- WORK TASK 1 -
Rewrite the hospice testimony from "March 28, 2001" down to "the public arena.", substituting "state" for "Commonwealth".
- WORK TASK 2 -
According to the hospice testimony, why is Maria Parker speaking before the Committee?

- QUOTED PASSAGE -

%%

Testimony of the Massachusetts Catholic Conference Before The Joint Legislative Committee On Health Care on Hospice, Pediatric Palliative Care and Pain Relief Standards

March 28, 2001

My name is Maria Parker. I am the Associate Director of Public Policy for the Massachusetts Catholic Conference, the public policy office of the four Roman Catholic Dioceses in the Commonwealth. I am also the project director for In Support of Life, a statewide initiative of the Catholic Church in Massachusetts. In Support of Life seeks to educate Catholics and others about assisted suicide, hospice and other end-of-life issues, to improve services within the Catholic community for meeting the needs of the dying, and to promote life-affirming policies in the public arena.

I am speaking on behalf of the Conference today in support of two pieces of legislation designed to improve care for persons living with terminal conditions, including children. The Massachusetts Catholic Conference urges the Committee to report favorably "An Act Relative to Hospice Programs, Licensure and Definition" (S. 565/H. 1759) and "An Act to Provide Pediatric Palliative Care to Children with Life Threatening Illness in the Commonwealth" (S. 546/H. 1756).

%%

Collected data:
%%

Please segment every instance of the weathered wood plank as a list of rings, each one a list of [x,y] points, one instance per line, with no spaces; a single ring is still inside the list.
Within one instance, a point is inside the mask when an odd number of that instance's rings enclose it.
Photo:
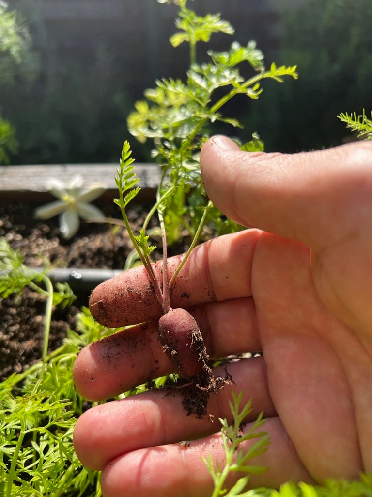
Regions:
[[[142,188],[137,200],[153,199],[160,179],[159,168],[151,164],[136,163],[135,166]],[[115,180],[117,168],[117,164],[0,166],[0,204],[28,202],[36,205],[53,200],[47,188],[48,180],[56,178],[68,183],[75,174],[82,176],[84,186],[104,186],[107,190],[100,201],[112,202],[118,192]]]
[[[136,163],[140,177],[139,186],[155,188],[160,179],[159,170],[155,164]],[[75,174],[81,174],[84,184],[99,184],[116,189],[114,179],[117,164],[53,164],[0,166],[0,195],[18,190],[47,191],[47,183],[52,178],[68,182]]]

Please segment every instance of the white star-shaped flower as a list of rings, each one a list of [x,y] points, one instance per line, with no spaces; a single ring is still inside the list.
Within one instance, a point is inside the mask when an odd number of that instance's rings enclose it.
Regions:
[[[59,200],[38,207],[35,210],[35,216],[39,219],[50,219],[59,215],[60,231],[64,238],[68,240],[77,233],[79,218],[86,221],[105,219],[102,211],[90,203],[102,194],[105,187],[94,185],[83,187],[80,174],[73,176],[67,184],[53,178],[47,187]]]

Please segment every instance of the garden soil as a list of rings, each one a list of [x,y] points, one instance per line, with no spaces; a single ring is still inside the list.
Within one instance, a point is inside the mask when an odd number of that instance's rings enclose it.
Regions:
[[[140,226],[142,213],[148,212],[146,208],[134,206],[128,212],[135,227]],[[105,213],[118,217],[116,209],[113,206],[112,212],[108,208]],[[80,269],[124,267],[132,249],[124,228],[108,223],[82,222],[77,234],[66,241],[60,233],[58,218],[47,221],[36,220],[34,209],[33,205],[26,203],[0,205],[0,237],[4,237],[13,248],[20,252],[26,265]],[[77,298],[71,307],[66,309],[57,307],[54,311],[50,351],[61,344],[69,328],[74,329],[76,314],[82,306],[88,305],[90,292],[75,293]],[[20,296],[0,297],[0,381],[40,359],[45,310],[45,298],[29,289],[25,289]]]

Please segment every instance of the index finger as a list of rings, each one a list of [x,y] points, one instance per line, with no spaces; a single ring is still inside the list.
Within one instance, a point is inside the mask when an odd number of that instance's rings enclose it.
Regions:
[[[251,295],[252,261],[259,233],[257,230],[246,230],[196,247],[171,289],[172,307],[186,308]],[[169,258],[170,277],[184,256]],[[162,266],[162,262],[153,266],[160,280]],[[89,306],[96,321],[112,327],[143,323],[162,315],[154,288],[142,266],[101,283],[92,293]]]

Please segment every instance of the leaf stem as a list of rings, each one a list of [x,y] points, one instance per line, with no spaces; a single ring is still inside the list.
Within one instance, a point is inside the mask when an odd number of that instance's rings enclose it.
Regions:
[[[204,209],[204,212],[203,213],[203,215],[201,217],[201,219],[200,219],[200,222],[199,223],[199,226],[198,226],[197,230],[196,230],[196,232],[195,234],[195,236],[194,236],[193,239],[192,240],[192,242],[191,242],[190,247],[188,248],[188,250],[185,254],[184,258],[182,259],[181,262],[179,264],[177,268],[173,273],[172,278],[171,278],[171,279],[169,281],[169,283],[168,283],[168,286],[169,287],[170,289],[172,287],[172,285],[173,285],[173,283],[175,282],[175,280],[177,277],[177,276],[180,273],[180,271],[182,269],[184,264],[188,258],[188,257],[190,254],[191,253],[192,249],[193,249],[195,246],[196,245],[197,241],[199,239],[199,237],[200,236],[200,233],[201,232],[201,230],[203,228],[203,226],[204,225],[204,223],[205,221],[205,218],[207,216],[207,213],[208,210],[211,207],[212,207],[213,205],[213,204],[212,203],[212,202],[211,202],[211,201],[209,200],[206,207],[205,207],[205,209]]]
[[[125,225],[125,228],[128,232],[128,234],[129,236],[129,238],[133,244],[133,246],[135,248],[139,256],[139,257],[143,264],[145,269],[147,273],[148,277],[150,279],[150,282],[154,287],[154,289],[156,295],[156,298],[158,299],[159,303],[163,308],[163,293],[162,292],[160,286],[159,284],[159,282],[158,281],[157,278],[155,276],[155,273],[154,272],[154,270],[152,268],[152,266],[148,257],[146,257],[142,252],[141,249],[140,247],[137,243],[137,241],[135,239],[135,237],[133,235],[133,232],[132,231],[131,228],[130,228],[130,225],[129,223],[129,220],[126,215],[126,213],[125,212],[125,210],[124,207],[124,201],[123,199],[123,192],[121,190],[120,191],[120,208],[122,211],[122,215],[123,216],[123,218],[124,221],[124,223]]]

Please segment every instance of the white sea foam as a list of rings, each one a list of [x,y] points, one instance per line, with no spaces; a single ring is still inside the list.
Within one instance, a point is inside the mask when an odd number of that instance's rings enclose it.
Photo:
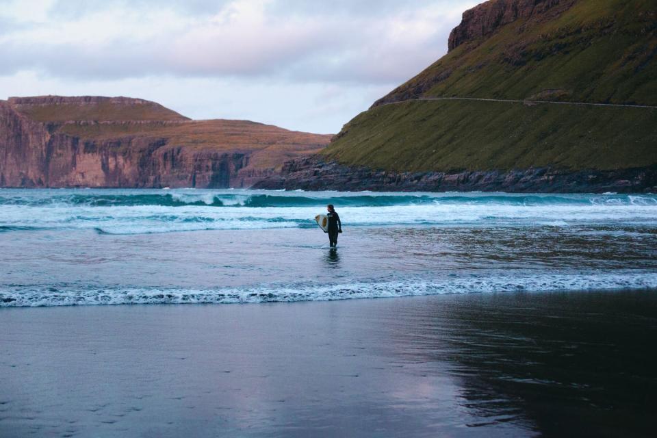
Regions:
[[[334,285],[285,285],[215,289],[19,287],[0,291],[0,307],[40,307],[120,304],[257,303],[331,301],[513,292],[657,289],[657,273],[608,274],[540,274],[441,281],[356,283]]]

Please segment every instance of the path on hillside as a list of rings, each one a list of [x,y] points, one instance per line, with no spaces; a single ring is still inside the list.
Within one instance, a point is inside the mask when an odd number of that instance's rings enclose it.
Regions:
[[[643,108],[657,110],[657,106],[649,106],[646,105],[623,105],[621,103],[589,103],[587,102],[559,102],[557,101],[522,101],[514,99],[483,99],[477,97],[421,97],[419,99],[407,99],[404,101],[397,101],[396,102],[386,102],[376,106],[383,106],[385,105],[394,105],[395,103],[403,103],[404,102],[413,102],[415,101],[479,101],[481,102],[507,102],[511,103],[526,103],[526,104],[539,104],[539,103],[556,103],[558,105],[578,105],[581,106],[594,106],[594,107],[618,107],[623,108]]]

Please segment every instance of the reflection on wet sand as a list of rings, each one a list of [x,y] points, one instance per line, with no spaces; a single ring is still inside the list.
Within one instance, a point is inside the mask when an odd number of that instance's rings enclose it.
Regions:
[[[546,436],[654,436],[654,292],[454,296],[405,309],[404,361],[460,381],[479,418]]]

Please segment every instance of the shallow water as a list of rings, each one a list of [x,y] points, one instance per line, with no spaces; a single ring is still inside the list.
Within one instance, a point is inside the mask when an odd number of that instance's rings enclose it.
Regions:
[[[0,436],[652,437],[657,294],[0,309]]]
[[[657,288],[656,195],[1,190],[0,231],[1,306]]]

%%

- EXPECTED OUTPUT 1 -
March 28, 2001

My name is Maria Parker. I am the Associate Director of Public Policy for the Massachusetts Catholic Conference, the public policy office of the four Roman Catholic Dioceses in the state. I am also the project director for In Support of Life, a statewide initiative of the Catholic Church in Massachusetts. In Support of Life seeks to educate Catholics and others about assisted suicide, hospice and other end-of-life issues, to improve services within the Catholic community for meeting the needs of the dying, and to promote life-affirming policies in the public arena.

- EXPECTED OUTPUT 2 -
She is speaking on behalf of the Massachusetts Catholic Conference to support two pieces of legislation designed to improve care for persons living with terminal conditions, including children.